> What is required
Repeat the material exactly, leaving nothing out.

> Provided material
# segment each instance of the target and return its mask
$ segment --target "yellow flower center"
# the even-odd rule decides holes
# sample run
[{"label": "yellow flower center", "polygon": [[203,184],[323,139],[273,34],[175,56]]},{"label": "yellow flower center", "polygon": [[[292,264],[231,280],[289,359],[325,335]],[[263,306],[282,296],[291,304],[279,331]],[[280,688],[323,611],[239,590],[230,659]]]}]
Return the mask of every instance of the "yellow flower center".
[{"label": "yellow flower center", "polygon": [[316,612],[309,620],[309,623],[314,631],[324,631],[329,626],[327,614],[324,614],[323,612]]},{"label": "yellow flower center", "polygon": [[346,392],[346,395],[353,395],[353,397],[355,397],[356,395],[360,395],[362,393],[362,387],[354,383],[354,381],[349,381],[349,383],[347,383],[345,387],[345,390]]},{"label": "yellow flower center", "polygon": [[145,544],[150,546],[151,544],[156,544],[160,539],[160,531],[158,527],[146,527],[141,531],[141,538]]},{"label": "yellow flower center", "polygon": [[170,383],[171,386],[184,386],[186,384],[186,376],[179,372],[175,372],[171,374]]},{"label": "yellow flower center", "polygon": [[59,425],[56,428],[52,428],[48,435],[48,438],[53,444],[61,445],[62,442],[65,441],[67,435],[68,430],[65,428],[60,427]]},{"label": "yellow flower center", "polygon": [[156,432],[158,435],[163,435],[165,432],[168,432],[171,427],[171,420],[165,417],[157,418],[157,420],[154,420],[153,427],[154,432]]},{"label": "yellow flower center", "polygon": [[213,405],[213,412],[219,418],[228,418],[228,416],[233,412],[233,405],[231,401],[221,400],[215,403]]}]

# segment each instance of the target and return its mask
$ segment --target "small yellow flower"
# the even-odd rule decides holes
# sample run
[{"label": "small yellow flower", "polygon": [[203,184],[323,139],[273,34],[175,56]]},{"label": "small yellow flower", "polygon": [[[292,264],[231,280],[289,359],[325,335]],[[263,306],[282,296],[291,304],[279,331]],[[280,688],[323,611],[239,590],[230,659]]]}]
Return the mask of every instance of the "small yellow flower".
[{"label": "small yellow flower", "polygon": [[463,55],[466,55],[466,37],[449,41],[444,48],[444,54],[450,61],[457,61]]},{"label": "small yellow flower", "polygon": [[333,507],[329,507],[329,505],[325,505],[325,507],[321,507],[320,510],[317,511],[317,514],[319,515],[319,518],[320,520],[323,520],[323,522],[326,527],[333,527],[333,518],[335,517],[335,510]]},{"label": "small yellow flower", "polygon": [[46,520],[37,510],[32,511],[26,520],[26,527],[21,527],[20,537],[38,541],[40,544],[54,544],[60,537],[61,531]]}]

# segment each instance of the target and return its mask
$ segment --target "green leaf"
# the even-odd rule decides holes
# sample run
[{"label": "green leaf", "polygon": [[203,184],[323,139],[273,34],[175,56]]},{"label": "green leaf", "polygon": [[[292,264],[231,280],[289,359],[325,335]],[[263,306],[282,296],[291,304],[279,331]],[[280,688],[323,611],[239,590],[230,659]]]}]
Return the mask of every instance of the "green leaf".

> Result for this task
# segment each instance of the target and return its mask
$ segment --target "yellow flower center"
# the even-odd rule decides holes
# sample run
[{"label": "yellow flower center", "polygon": [[203,184],[323,139],[273,34],[175,56]]},{"label": "yellow flower center", "polygon": [[[292,264],[231,280],[289,359],[325,335]],[[263,306],[282,296],[291,304],[279,331]],[[280,688],[323,611],[239,590],[230,659]]]}]
Return the mask of every instance of the "yellow flower center".
[{"label": "yellow flower center", "polygon": [[316,612],[309,620],[309,623],[314,631],[324,631],[329,626],[327,614],[324,614],[323,612]]},{"label": "yellow flower center", "polygon": [[346,392],[346,395],[353,395],[353,397],[355,397],[356,395],[360,395],[362,393],[362,387],[354,383],[354,381],[349,381],[349,383],[347,383],[345,387],[345,390]]},{"label": "yellow flower center", "polygon": [[145,544],[150,546],[151,544],[156,544],[160,539],[160,531],[158,527],[146,527],[141,531],[141,538]]},{"label": "yellow flower center", "polygon": [[170,383],[171,386],[184,386],[186,384],[186,376],[179,372],[175,372],[171,374]]},{"label": "yellow flower center", "polygon": [[59,425],[56,428],[52,428],[48,435],[48,438],[53,444],[61,445],[62,442],[65,441],[67,435],[68,430],[65,428],[60,427]]},{"label": "yellow flower center", "polygon": [[156,432],[158,435],[163,435],[165,432],[168,432],[171,427],[171,420],[165,417],[157,418],[157,420],[154,420],[153,427],[154,432]]},{"label": "yellow flower center", "polygon": [[213,405],[213,412],[219,418],[228,418],[228,416],[233,412],[233,405],[231,401],[221,400],[215,403]]}]

# segment each instance of the target and return its mask
$ segment --target "small yellow flower"
# the even-odd rule decides holes
# sample run
[{"label": "small yellow flower", "polygon": [[203,184],[323,139],[273,34],[175,56]]},{"label": "small yellow flower", "polygon": [[[292,264],[231,280],[289,359],[325,335]],[[263,306],[282,296],[291,304],[279,331]],[[280,688],[323,611],[239,590],[230,659]]]}]
Return the mask of every instance of the "small yellow flower".
[{"label": "small yellow flower", "polygon": [[463,55],[466,55],[466,37],[449,41],[444,48],[444,54],[450,61],[457,61]]},{"label": "small yellow flower", "polygon": [[333,507],[329,507],[329,505],[325,505],[325,507],[321,507],[320,510],[317,511],[317,514],[319,515],[319,518],[320,520],[323,520],[323,522],[326,527],[333,527],[333,518],[335,517],[335,510]]},{"label": "small yellow flower", "polygon": [[46,520],[37,510],[32,511],[26,520],[26,527],[21,527],[20,537],[38,541],[40,544],[54,544],[60,537],[61,531]]}]

# segment each instance of the target and return its mask
$ segment --target "green leaf"
# the even-odd rule decides holes
# sample run
[{"label": "green leaf", "polygon": [[203,184],[323,139],[273,34],[175,56]]},{"label": "green leaf", "polygon": [[[292,264],[231,280],[289,359],[325,335]],[[263,306],[282,296],[291,304],[279,331]],[[280,688],[323,611],[239,590],[230,659]]]}]
Return the mask of every instance of the "green leaf".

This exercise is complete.